:: QUOTED PASSAGE ::
________________________________________
Understanding Blood Pressure Readings
Since a blood pressure consists of two values what do they stand for, what do they signify and what should the limit of each one be?
When you know a reading is normal and one is not then, and only then, can you apply the treatments to normalise it. Furthermore, you will also know if the ab-normalcy of the blood pressure can be controlled by the laymen or whether an expert should be consulted.
The two values are a very critical feature of a blood pressure reading. The first value is known as systolic and the other as diastolic. Both of these factors have a number that is considered normal and numbers that come in the extreme category. These of course might be very dangerous for the patient.
Crossing those limits means that the patient could suffer medically with the condition being diagnosed as hypertensive crisis. Hence, it becomes necessary for everyone to understand the blood pressure readings for he or she might have to apply his or her understanding at some point in life.
Blood Pressure Numbers
- Normal blood pressure
- Prehypertension blood pressure
- High blood pressure (hypertensive) stage 1
- High blood pressure (Hypertensive) stage 2
- Hypertensive crisis
This categorization occurs by the indication of these numbers. Reading the number 120/80 as 120 over 80 indicates that a person has a normal blood pressure.
________________________________________
:: EXERCISE REQUIREMENTS ::
**A.** In the text on blood pressure readings, what are the two values of a reading called?
**B.** Translate this sentence from the text on blood pressure readings into Spanish: "The first value is known as systolic and the other as diastolic."
________________________________________
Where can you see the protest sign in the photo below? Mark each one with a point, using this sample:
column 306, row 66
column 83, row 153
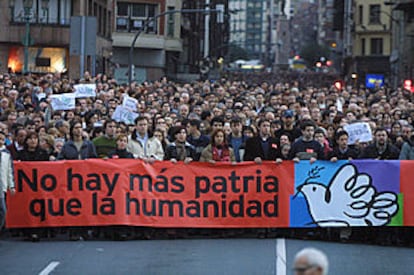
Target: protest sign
column 122, row 114
column 63, row 101
column 130, row 103
column 359, row 131
column 85, row 90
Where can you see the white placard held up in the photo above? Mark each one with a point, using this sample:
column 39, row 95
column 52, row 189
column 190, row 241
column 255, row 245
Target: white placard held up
column 85, row 90
column 359, row 131
column 130, row 103
column 122, row 114
column 63, row 101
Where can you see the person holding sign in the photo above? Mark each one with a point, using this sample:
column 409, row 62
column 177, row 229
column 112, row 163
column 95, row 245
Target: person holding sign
column 6, row 177
column 218, row 149
column 342, row 150
column 180, row 149
column 263, row 146
column 120, row 151
column 77, row 147
column 141, row 145
column 306, row 147
column 107, row 142
column 380, row 148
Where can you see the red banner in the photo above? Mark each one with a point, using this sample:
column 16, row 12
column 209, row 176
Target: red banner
column 130, row 192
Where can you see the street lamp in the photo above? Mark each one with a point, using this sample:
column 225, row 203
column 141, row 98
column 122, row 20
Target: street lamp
column 27, row 16
column 27, row 5
column 397, row 45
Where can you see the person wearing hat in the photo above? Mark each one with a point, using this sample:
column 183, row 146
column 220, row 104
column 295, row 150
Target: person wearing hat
column 289, row 126
column 6, row 177
column 180, row 149
column 263, row 146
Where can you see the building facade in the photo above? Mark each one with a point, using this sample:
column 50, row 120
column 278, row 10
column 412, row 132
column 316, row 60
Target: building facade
column 36, row 35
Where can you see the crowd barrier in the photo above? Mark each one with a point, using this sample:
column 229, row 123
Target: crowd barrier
column 99, row 192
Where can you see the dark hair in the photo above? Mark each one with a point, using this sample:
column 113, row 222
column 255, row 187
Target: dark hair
column 177, row 129
column 263, row 120
column 340, row 134
column 380, row 129
column 140, row 118
column 110, row 120
column 72, row 125
column 195, row 122
column 214, row 134
column 307, row 123
column 218, row 119
column 320, row 131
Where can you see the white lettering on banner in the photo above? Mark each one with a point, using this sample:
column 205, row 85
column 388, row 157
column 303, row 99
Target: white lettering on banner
column 85, row 90
column 359, row 131
column 63, row 101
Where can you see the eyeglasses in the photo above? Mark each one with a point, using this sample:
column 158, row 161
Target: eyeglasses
column 302, row 269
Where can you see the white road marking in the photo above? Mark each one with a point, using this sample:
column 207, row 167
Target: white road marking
column 49, row 268
column 280, row 257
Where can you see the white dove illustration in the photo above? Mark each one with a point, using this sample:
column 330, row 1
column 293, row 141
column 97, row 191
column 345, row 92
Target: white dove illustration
column 349, row 199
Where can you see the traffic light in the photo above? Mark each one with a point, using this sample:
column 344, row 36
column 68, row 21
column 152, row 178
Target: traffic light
column 408, row 85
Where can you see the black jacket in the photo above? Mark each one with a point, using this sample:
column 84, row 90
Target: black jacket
column 371, row 152
column 254, row 149
column 69, row 151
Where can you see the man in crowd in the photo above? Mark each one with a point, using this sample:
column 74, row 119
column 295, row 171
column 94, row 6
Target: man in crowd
column 263, row 146
column 236, row 139
column 141, row 145
column 306, row 147
column 196, row 138
column 6, row 177
column 380, row 148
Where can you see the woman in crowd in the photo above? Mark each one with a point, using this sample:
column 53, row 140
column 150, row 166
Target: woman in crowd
column 77, row 148
column 120, row 151
column 160, row 135
column 33, row 152
column 218, row 150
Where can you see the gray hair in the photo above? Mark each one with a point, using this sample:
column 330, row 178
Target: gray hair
column 315, row 257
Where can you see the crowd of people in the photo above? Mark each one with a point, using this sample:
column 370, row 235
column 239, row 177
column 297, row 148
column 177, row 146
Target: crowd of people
column 222, row 121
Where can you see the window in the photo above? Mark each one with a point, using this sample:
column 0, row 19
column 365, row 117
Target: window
column 363, row 46
column 132, row 17
column 170, row 23
column 122, row 9
column 374, row 14
column 360, row 14
column 58, row 12
column 376, row 46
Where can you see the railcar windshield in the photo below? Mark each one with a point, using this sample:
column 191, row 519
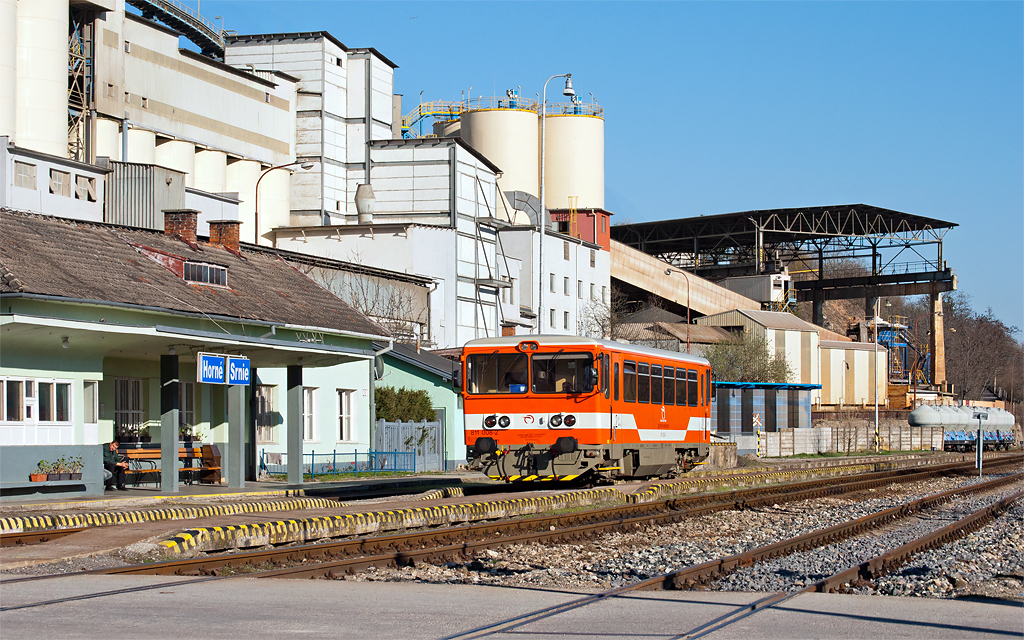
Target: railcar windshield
column 497, row 373
column 562, row 373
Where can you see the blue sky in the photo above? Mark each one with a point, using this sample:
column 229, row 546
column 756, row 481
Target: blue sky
column 721, row 107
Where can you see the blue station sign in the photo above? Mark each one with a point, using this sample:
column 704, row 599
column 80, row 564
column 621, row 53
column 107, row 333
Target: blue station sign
column 238, row 370
column 220, row 369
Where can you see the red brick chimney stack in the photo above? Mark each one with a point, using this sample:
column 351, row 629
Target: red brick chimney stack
column 225, row 233
column 180, row 223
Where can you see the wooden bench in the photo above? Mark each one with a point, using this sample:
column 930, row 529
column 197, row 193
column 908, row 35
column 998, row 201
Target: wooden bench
column 207, row 469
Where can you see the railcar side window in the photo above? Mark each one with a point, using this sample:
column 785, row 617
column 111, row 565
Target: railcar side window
column 630, row 381
column 670, row 385
column 561, row 373
column 605, row 375
column 497, row 373
column 655, row 384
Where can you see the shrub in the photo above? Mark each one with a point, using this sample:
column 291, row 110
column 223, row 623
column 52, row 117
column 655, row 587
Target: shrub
column 406, row 404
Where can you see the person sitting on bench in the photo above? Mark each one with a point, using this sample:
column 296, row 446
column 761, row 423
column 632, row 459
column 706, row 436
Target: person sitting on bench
column 116, row 466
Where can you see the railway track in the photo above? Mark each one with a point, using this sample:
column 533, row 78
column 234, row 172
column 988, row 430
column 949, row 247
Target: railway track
column 844, row 581
column 348, row 556
column 35, row 538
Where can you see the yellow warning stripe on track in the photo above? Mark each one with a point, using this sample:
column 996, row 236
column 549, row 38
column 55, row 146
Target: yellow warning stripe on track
column 23, row 524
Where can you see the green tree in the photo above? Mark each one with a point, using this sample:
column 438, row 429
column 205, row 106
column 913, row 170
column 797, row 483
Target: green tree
column 406, row 404
column 747, row 358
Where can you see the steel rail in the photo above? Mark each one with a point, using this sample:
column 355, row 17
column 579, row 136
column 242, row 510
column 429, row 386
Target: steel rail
column 408, row 547
column 700, row 574
column 35, row 538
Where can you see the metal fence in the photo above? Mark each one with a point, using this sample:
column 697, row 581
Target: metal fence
column 423, row 439
column 339, row 463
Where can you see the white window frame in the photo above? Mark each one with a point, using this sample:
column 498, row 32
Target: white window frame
column 25, row 175
column 132, row 417
column 309, row 414
column 60, row 182
column 265, row 432
column 346, row 415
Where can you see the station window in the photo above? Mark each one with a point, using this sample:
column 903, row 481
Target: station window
column 59, row 182
column 85, row 187
column 308, row 414
column 206, row 273
column 25, row 175
column 263, row 396
column 630, row 381
column 345, row 404
column 643, row 382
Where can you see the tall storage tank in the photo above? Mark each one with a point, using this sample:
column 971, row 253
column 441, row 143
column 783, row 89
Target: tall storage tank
column 574, row 156
column 508, row 132
column 42, row 76
column 8, row 66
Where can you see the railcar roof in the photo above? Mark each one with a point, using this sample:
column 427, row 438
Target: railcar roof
column 576, row 341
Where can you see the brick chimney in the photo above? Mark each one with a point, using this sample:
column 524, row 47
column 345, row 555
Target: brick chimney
column 181, row 223
column 225, row 233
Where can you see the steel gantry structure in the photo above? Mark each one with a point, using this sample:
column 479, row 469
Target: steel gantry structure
column 904, row 249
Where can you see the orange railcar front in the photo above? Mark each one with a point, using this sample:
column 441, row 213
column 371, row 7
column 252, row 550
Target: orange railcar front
column 561, row 407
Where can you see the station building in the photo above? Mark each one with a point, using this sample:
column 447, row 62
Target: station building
column 102, row 327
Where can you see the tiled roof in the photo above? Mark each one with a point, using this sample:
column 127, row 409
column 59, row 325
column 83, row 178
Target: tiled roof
column 99, row 262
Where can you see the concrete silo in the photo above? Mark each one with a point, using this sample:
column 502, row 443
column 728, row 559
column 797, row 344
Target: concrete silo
column 42, row 76
column 8, row 66
column 574, row 162
column 508, row 132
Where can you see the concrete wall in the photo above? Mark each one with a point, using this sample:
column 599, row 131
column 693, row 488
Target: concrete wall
column 17, row 462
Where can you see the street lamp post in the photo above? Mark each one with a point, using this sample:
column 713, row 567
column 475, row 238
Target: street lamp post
column 687, row 279
column 303, row 165
column 541, row 217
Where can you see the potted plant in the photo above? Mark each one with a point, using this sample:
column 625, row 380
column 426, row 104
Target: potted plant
column 42, row 469
column 76, row 468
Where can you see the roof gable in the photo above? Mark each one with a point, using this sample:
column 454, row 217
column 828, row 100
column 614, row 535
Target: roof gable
column 102, row 263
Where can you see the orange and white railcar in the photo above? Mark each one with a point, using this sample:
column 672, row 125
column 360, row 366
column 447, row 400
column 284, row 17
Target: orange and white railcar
column 561, row 408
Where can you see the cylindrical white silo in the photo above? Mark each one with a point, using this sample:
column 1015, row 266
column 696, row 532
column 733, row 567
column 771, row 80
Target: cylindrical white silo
column 211, row 171
column 274, row 204
column 241, row 177
column 510, row 138
column 8, row 67
column 177, row 155
column 574, row 161
column 141, row 146
column 42, row 76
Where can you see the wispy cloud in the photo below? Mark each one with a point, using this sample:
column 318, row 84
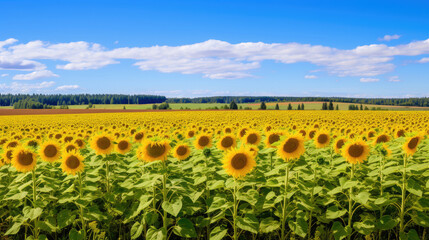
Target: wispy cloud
column 35, row 75
column 369, row 80
column 388, row 38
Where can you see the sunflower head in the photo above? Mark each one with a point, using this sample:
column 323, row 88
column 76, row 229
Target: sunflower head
column 202, row 141
column 239, row 162
column 23, row 159
column 102, row 144
column 411, row 144
column 50, row 151
column 226, row 142
column 252, row 137
column 355, row 151
column 181, row 151
column 123, row 146
column 72, row 162
column 291, row 148
column 151, row 151
column 321, row 139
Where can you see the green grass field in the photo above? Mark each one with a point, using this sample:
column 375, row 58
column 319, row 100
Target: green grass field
column 203, row 106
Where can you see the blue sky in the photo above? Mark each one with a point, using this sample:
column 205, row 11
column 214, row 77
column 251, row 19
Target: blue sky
column 208, row 48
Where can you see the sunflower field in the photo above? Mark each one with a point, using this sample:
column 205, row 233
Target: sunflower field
column 215, row 175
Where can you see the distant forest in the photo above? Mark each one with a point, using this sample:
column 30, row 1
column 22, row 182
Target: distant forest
column 80, row 99
column 85, row 99
column 423, row 102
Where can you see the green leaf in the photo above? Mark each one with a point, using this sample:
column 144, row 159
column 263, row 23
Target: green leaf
column 31, row 213
column 155, row 234
column 136, row 230
column 414, row 187
column 268, row 225
column 14, row 229
column 299, row 227
column 75, row 235
column 386, row 222
column 218, row 233
column 333, row 212
column 185, row 228
column 173, row 208
column 362, row 197
column 420, row 218
column 339, row 231
column 248, row 223
column 366, row 227
column 65, row 218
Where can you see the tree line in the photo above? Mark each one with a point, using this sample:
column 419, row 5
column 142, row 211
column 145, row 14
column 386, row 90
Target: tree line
column 80, row 99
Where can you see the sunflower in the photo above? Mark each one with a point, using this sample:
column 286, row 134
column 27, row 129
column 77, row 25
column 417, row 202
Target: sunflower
column 410, row 145
column 123, row 146
column 381, row 138
column 50, row 151
column 139, row 136
column 23, row 159
column 239, row 162
column 292, row 147
column 339, row 143
column 272, row 138
column 321, row 139
column 202, row 141
column 102, row 144
column 153, row 150
column 72, row 162
column 252, row 137
column 226, row 142
column 355, row 151
column 181, row 151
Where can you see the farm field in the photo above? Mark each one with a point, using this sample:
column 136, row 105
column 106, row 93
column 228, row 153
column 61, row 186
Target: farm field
column 215, row 175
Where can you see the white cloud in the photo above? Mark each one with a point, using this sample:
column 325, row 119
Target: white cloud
column 389, row 37
column 369, row 79
column 67, row 87
column 394, row 79
column 213, row 58
column 35, row 75
column 310, row 76
column 424, row 60
column 16, row 87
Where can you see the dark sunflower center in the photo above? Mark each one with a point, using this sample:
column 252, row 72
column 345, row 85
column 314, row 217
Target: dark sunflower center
column 50, row 151
column 203, row 141
column 239, row 161
column 291, row 145
column 72, row 162
column 273, row 138
column 382, row 138
column 413, row 143
column 155, row 150
column 103, row 143
column 356, row 150
column 322, row 138
column 70, row 148
column 138, row 136
column 122, row 145
column 182, row 150
column 340, row 143
column 227, row 142
column 252, row 138
column 25, row 158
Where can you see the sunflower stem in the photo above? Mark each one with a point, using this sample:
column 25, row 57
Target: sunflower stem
column 403, row 188
column 352, row 172
column 80, row 207
column 284, row 213
column 36, row 228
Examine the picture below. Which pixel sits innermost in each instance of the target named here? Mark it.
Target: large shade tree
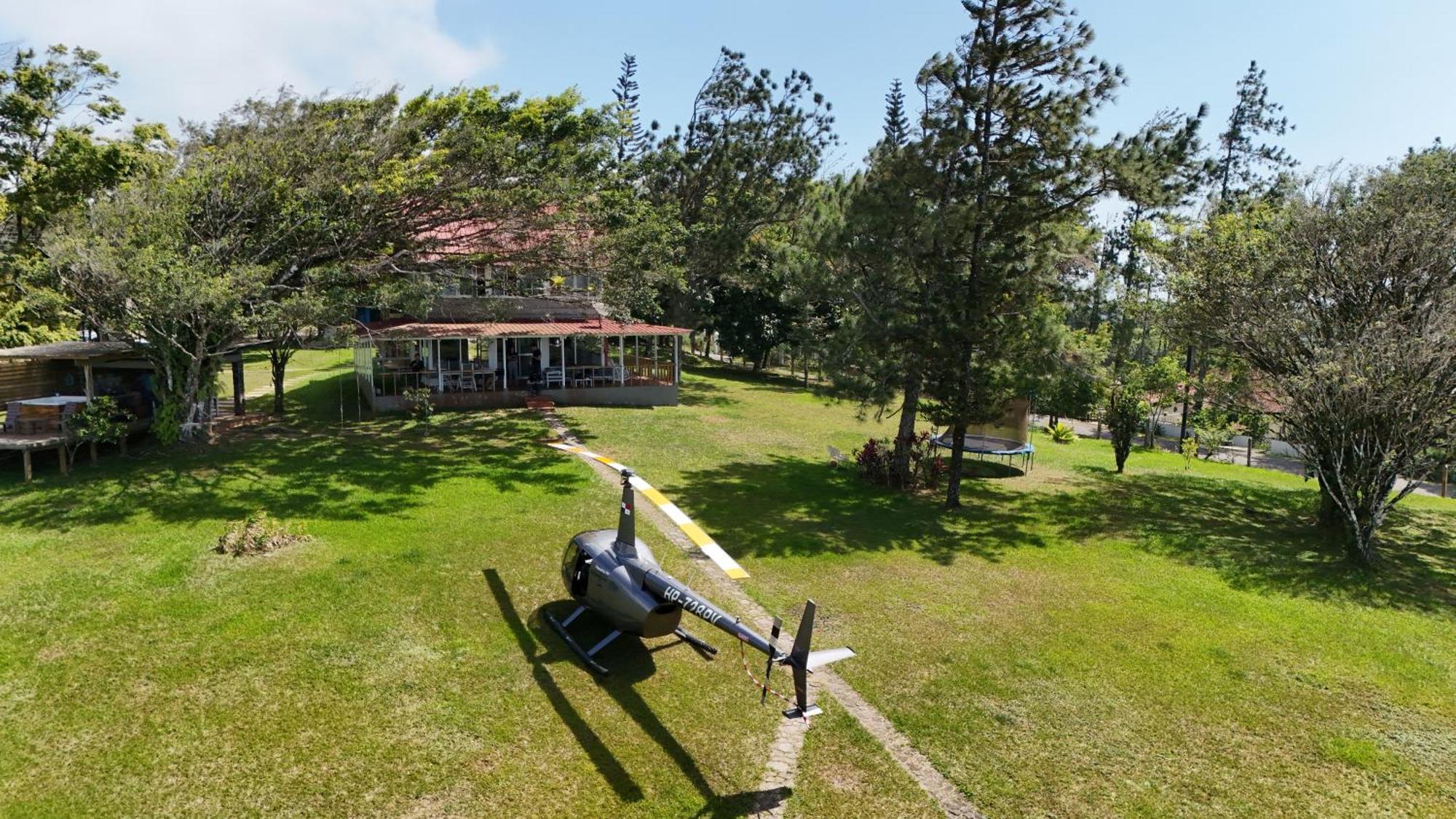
(306, 209)
(52, 159)
(742, 170)
(1345, 301)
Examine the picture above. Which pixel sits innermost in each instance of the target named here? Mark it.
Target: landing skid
(589, 654)
(586, 654)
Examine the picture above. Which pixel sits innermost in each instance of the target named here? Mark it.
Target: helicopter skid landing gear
(697, 641)
(586, 656)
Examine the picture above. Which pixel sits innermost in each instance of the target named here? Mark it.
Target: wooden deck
(30, 443)
(27, 445)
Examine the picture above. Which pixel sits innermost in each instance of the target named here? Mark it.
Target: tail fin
(627, 521)
(803, 662)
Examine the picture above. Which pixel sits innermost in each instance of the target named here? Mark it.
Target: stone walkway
(788, 742)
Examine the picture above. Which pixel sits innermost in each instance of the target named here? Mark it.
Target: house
(503, 333)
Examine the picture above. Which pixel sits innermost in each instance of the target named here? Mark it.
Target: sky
(1361, 81)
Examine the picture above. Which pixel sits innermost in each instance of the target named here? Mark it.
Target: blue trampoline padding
(988, 445)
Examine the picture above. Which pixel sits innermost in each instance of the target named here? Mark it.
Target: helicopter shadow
(631, 663)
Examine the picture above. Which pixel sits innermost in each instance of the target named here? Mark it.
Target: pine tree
(898, 127)
(1247, 164)
(633, 141)
(1010, 133)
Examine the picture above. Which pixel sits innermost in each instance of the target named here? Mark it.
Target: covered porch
(505, 363)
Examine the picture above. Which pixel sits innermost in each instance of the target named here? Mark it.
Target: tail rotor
(768, 666)
(804, 662)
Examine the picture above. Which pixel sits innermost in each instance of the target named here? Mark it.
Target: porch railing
(643, 373)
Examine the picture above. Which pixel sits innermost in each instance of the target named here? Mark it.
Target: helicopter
(615, 574)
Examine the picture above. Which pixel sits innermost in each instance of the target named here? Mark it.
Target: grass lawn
(1084, 643)
(373, 670)
(1071, 643)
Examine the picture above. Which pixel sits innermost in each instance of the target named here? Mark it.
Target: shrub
(420, 405)
(1062, 433)
(1125, 417)
(101, 420)
(256, 535)
(874, 461)
(167, 423)
(927, 468)
(1212, 429)
(1189, 448)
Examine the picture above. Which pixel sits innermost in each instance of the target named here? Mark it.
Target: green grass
(1071, 643)
(1084, 643)
(373, 670)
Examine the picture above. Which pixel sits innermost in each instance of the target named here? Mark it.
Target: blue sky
(1361, 81)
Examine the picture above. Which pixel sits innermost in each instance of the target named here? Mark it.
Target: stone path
(788, 740)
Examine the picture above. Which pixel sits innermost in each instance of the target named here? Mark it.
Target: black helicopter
(617, 576)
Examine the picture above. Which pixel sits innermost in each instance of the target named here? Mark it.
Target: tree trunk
(909, 405)
(279, 366)
(953, 486)
(1329, 516)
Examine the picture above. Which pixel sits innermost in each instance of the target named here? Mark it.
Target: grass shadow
(1262, 538)
(793, 506)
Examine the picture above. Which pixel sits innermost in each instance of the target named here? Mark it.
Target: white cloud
(193, 59)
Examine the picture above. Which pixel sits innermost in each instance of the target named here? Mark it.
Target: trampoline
(981, 446)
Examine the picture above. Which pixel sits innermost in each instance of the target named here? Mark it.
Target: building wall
(25, 378)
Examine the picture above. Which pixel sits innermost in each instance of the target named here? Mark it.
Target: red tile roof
(411, 328)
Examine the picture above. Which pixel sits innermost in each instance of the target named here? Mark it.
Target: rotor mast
(627, 519)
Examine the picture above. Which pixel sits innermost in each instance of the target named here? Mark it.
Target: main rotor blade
________________________________________
:: ANSWERS BY ITEM NUMBER ::
**A.** Systolic and diastolic.

**B.** El primer valor se conoce como sistólico y el otro como diastólico.